[DIRECTIONS FOR THIS TASK] Arrange the material below as a two-column CSV with the header row text,answer and one row for each entry. Put the entry's wording in "text" and its answer in "answer", each in a single quoted field, with line breaks replaced by spaces.
+---+
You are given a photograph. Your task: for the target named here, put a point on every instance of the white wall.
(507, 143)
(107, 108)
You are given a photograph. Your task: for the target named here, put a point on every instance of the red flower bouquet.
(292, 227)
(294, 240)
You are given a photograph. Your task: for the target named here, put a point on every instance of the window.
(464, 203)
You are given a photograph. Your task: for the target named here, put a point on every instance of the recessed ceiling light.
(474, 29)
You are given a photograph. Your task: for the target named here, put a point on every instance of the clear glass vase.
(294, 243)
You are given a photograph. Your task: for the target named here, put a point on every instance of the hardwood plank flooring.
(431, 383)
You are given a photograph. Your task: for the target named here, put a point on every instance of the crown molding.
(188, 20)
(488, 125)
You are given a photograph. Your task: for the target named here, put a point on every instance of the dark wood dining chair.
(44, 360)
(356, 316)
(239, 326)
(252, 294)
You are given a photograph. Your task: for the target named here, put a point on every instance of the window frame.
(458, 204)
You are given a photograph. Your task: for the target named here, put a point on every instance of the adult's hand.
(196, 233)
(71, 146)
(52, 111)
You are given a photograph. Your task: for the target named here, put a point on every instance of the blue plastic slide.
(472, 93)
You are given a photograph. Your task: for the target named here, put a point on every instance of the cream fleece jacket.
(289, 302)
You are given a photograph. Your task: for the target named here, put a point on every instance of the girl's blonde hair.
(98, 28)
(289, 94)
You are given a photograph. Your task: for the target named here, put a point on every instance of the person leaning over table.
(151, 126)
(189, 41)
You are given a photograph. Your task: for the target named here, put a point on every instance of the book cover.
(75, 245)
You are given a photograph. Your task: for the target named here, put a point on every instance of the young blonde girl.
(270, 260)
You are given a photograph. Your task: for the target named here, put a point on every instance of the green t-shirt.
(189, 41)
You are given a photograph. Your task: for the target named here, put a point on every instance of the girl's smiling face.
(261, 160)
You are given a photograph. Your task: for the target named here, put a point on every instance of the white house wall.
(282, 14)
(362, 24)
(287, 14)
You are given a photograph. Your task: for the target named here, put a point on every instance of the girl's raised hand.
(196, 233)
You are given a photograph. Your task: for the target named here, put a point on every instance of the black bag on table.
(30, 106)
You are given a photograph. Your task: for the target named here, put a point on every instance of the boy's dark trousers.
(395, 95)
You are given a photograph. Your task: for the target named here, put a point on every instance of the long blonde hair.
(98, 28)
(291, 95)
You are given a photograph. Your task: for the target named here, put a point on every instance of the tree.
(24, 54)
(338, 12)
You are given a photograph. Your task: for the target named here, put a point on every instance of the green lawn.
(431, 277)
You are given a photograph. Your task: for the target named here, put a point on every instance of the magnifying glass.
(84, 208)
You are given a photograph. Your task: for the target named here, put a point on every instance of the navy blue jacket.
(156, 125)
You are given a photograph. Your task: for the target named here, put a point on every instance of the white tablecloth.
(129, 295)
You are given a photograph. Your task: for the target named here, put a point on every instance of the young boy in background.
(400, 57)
+---+
[SOLUTION FOR THIS EXERCISE]
text,answer
"You are given a photograph. Your task: for the target named here, put a point on every instance of the white wall.","(507, 143) (107, 108)"
"You are given a photograph. Your task: for the target named here, put a point on every instance of the red flower bouquet.","(292, 227) (294, 240)"
"You are given a photograph. Your task: for the target named here, put a point on every instance of the window.","(464, 203)"
"You are given a photograph. Your task: for the target named here, put a point on every instance of the recessed ceiling light.","(474, 29)"
"You are given a photograph. Your task: for the target named here, put a point on every instance of the clear glass vase.","(294, 243)"
"You are given a photograph. Your task: for the target named here, put a point on every instance of the hardwood plank flooring.","(431, 383)"
"You are given a photograph. Your task: for the target named here, put a point on every instance of the crown molding.","(188, 20) (488, 125)"
"You are given a photograph. Your task: for the target named here, put a point on every instance of the dark wood dining chair.","(44, 360) (356, 316) (239, 326) (252, 294)"
"You are given a photograph. Your task: for the target named here, put a point on every instance of the window frame.","(458, 204)"
"You are given a photograph. Your task: for the target named here, put a point on every instance of the adult's hand.","(196, 233) (71, 146) (52, 111)"
"You are given a photograph. Your task: for the target named here, put a point on every instance of the blue plastic slide.","(472, 93)"
"You are given a photograph. Your task: for the target named here, put a point on every instance of the cream fleece jacket.","(289, 302)"
"You are given a photograph. Your task: for the target named here, put a point on every instance of the girl's blonde hair.","(98, 28) (289, 94)"
"You are given a photograph. Your task: for the target named here, put a point on every instance of the person leaning over table.","(151, 126) (189, 41)"
"You are given a photograph. Your task: for the target named here, put a point on every instance of the book cover.","(75, 245)"
"You are given a photograph. Your task: for the target named here, put a point on every instance of the young blonde girl.","(270, 260)"
"You are given a photograph. Your task: for the target named here, put a point on every instance of the green t-shirt.","(189, 41)"
"You are given a photograph. Your task: for the target named here, put a point on every instance of the girl's smiling face.","(261, 160)"
"You are given a photograph. Your task: for the target named here, put a point on every instance of the white house wall.","(282, 14) (362, 24) (287, 14)"
"You are given a photograph. Your task: for the target named here, put a point on every instance of the girl's raised hand.","(196, 233)"
"You are given a photograph. Your task: for the target named here, put a point on every instance of the black bag on table.","(30, 106)"
"You are given a photograph. Your task: for the target named here, put a point on every instance of the boy's dark trousers.","(395, 95)"
"You are given a photograph. Your task: for the target named here, put a point on every instance of the long blonde hair.","(98, 28) (291, 95)"
"You are given a photograph. Your task: for the target named here, put a point on every instance of the tree.","(24, 54) (338, 12)"
"You are given a photograph. Your task: for the target named here, put a point on every instance of the green lawn.","(431, 277)"
"You are given a photograph. Your task: for the target named here, put a point on every instance of the magnifying glass.","(84, 208)"
"You are given a photograph. Your task: for the target named here, put a point on every instance of the navy blue jacket.","(156, 125)"
"You are given a photograph. Your task: for the target named here, put a point on every instance of the white tablecloth.","(129, 295)"
"You are given a photograph. Your task: for the target named here, put a point on every instance of the young boy in background.","(400, 57)"